Virat Kohli gestures to a member of a crowd during play on the first day of the fourth Test between Australia and India at the MCG
Virat Kohli gestures to a member of a crowd during play on the first day of the fourth Test between Australia and India at the MCG in December. Photograph: Asanka Ratnayake/AP

It matters, too, that Kohli excelled in all three formats, that he did so as a classically orthodox player, all timing and training. Kohli described Test cricket as the most beautiful format of all, but he loved them all, and wherever he went he took his board, his teammates, his fans and the eyeballs of the world with him. He teaches us, perhaps, that amid the tribalism and format warfare, this is all basically cricket, the same base material we all know and love. The only reliable way of securing a legacy was to master all of it.

The finances of the game are still grossly unequal. The smaller nations still need more support. Kohli always resisted the idea that one man could sustain Test cricket by exemplar alone, always urged national boards to invest in red-ball cricket, always argued that the dominance of Twenty20 was not simply a question of finance but of standards, facilities and basic respect. In this respect he may well end up being the most consequential cricketer of his age.

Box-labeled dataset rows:
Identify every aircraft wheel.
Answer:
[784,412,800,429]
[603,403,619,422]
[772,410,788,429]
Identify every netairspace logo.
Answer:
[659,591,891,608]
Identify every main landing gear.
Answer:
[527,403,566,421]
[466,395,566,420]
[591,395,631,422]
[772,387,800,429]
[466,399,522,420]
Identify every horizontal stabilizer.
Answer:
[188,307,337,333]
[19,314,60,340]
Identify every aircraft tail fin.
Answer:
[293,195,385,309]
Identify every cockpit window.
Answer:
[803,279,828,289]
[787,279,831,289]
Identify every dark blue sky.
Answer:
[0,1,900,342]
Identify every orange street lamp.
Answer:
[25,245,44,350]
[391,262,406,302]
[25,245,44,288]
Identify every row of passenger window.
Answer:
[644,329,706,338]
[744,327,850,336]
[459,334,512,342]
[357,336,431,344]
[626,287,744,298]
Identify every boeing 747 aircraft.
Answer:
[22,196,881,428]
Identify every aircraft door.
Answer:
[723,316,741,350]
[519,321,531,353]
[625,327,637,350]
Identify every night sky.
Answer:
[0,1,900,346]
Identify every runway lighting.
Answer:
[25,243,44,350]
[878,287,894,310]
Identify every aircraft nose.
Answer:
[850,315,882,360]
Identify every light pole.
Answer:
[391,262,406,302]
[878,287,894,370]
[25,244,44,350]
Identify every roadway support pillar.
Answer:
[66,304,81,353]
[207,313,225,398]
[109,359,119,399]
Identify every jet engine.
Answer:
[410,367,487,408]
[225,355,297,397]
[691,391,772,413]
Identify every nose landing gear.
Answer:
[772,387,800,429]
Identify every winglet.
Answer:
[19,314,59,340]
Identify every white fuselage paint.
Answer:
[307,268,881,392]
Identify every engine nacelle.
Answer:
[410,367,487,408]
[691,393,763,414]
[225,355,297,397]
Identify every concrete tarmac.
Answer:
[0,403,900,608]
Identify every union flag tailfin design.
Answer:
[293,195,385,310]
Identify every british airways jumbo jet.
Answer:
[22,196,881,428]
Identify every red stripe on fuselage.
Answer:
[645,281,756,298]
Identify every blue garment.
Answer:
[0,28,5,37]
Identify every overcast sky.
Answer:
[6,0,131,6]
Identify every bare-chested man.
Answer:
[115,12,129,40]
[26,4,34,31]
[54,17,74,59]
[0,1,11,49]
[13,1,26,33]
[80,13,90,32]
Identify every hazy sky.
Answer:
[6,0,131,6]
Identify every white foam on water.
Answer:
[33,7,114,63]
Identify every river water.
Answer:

**Written exercise 1:** Decide whether each statement agrees with the article on Virat Kohli, answering yes or no and quoting the deciding words of the article. (a) Kohli called Test cricket the most beautiful format. (b) The game's finances are now equal. (c) Kohli held that one man could sustain Test cricket by his example alone.
**Written exercise 2:** Pull out every line of the rows that contains the word "gear".
The rows have no connection to the article about Virat Kohli.

**Task solution 1:**
(a) Yes: "Kohli described Test cricket as the most beautiful format of all"
(b) No: "The finances of the game are still grossly unequal."
(c) No: "Kohli always resisted the idea that one man could sustain Test cricket by exemplar alone"

**Task solution 2:**
Identify every main landing gear.
Identify every nose landing gear.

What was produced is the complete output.